[Pointing dataset excerpts]
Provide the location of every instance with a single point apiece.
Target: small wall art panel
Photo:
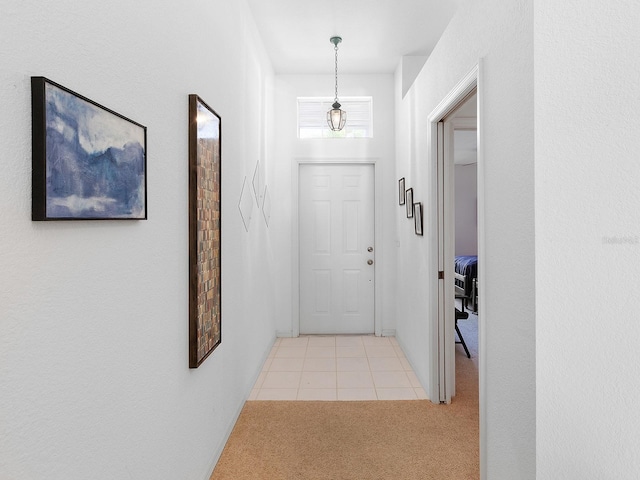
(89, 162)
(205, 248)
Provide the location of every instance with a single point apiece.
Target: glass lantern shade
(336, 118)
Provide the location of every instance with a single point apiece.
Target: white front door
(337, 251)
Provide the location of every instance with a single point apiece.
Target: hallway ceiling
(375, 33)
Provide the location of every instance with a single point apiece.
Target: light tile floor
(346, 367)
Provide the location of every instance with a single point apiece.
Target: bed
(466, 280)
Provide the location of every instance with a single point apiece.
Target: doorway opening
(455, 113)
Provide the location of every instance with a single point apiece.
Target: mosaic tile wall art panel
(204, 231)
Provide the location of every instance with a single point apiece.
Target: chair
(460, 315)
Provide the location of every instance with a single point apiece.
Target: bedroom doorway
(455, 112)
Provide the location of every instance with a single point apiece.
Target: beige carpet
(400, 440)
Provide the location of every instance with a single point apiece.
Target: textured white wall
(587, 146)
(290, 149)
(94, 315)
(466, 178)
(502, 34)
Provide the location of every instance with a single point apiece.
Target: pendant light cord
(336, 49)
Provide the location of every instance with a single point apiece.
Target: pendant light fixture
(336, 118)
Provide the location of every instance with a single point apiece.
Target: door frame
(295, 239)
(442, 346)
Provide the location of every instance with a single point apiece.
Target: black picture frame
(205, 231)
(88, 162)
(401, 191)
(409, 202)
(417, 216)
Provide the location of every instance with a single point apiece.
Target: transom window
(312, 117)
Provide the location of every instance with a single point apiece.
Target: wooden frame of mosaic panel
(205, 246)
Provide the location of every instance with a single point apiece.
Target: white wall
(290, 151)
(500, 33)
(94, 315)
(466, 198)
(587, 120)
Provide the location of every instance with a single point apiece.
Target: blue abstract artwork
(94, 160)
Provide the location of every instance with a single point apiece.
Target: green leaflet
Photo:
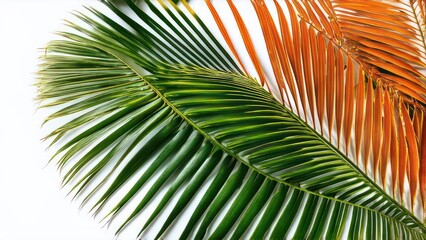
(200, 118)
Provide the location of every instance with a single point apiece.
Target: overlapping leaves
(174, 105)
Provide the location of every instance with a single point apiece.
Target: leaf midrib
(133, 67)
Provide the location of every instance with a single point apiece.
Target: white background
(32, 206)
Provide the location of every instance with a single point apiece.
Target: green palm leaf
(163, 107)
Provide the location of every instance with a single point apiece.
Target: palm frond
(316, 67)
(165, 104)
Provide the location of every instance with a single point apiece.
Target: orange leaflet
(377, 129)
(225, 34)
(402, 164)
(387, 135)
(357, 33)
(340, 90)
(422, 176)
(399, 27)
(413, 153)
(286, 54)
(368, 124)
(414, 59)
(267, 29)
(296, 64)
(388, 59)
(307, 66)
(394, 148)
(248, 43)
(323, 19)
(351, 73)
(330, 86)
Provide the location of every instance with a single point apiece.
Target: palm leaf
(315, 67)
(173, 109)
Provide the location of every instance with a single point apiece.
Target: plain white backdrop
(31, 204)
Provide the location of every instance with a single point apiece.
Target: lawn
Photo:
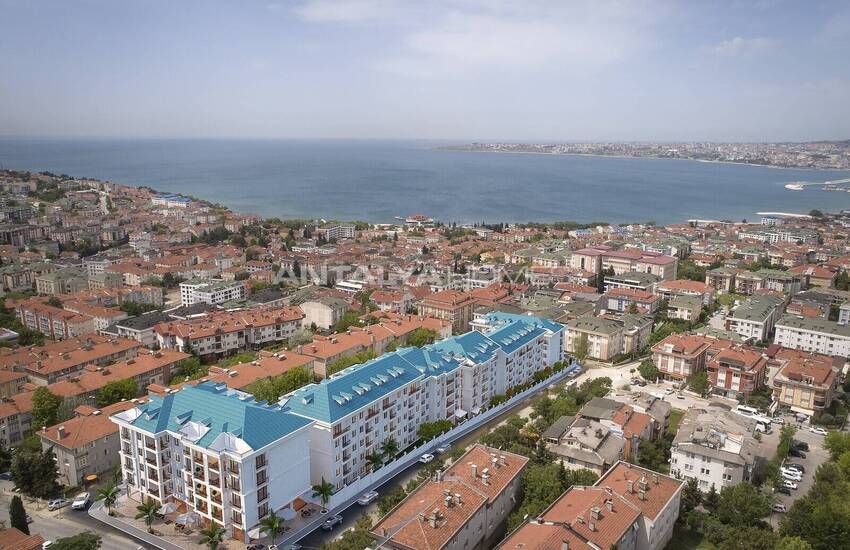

Exercise
All records must be output exactly as they are, except for the pictures, which are left out.

Completed exercise
Provide the location of every instance with a single point apiece.
Target: small wall art panel
Photo:
(89, 162)
(205, 248)
Provide the location of every instance with a single point apiece.
Target: glass lantern shade
(336, 118)
Provide the location of every instance with a single point apiece.
Target: white front door
(337, 251)
Provide the location of every instance with a single point apiece.
Target: hallway ceiling
(375, 33)
Provide the location of every instance with a single point apiece.
Target: light tile floor
(346, 367)
Provide the location of every instance with a single point apiece.
Target: bed
(466, 280)
Provide the location of every instance with a single point apiece.
Target: doorway opening
(455, 113)
Provide the location of every instance with a single point apiece.
Target: mosaic tile wall art panel
(204, 231)
Provide the location of every instance with a single point apiece.
Target: chair
(460, 315)
Provide the location of every instance with a single point apiece.
Target: bedroom doorway
(455, 112)
Provide the location of every instance with a single point apiece.
Target: beige carpet
(400, 440)
Provide the location of every instance with a single point apiece.
Target: textured white wall
(587, 146)
(290, 149)
(94, 315)
(466, 178)
(502, 34)
Provide the location of every instance with a single point apiece.
Target: pendant light cord
(336, 49)
Provide the location of every instance with a single point apiece.
Target: pendant light fixture
(336, 118)
Provide the location of every instance with a single point apiece.
Target: door frame
(295, 239)
(442, 346)
Provide the location of every instance with a single point apiece.
Target: black picture frame
(205, 231)
(88, 162)
(401, 191)
(409, 202)
(417, 216)
Provide the location of every instance with a single point apiece.
Target: transom window
(312, 117)
Provide the location of every instance with a single point apiece.
Target: wooden frame of mosaic panel
(205, 246)
Provide the location of every instance with a single point apiece.
Target: white wall
(290, 151)
(500, 33)
(94, 315)
(466, 198)
(587, 120)
Provide the location of every instance with a single point apiece.
Target: blue abstract artwork
(94, 160)
Provide the location of every instance with a single point apiece.
Target: green leaflet
Photo:
(200, 118)
Provide the location of every instance with a single point apiece.
Target: overlapping leaves
(174, 105)
Provide the location of every instance with a single point apiece.
Target: leaf midrib
(133, 67)
Provide the location of every instance with a single point apiece.
Target: white background
(32, 206)
Provide the location of every instance with a single point apiece.
Target: green palm leaf
(163, 107)
Provide the location of every instance with a single point apiece.
Target: palm frond
(316, 67)
(165, 104)
Provide the location of every instance with a single point apiece.
Target: orange leaflet
(377, 129)
(225, 34)
(402, 164)
(387, 135)
(357, 33)
(340, 90)
(422, 176)
(399, 27)
(413, 153)
(286, 54)
(368, 124)
(414, 59)
(267, 29)
(296, 64)
(388, 59)
(307, 66)
(394, 148)
(248, 43)
(323, 19)
(351, 73)
(330, 86)
Provide the location of every instance with a single point apiece.
Target: palm leaf
(315, 67)
(173, 109)
Provide the location of every instance with a single point apiece.
Target: plain white backdrop
(31, 204)
Provide the location of every instance with a single point apiece.
Target: lawn
Photo:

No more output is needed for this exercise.